▸ Written exercise
Beginning at the line that contains "of the construction" and continuing through the end of the material below, give each line as one string in a JSON list, omitting any blank lines.

>> Begin Data section

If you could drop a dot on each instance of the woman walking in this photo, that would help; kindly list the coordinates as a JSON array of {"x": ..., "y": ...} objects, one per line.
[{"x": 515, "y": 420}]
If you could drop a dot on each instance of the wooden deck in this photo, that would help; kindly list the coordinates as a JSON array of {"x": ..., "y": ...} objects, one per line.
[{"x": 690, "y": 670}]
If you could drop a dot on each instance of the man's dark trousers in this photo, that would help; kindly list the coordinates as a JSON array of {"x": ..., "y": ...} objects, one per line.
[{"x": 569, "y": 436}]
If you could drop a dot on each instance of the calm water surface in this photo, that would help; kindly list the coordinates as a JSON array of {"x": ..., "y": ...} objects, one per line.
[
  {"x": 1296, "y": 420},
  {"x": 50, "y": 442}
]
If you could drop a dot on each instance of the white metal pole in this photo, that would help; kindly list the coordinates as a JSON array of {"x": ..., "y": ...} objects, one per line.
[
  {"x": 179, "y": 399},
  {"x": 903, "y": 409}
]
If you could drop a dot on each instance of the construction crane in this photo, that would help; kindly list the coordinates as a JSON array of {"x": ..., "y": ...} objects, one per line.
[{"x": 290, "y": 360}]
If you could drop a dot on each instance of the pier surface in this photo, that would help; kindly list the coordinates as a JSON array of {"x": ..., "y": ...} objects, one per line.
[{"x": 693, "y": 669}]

>> End Data section

▸ Output
[
  "If you could drop a dot on each instance of the construction crane in this photo, that would help; kindly list the coordinates as a JSON array of {\"x\": ..., \"y\": ...} objects, one per line.",
  "[{\"x\": 290, \"y\": 360}]",
  "If you could drop a dot on each instance of the pier surface in this photo, that would help; kindly list the coordinates as a JSON array of {\"x\": ..., \"y\": ...} objects, one per line.",
  "[{\"x\": 693, \"y\": 669}]"
]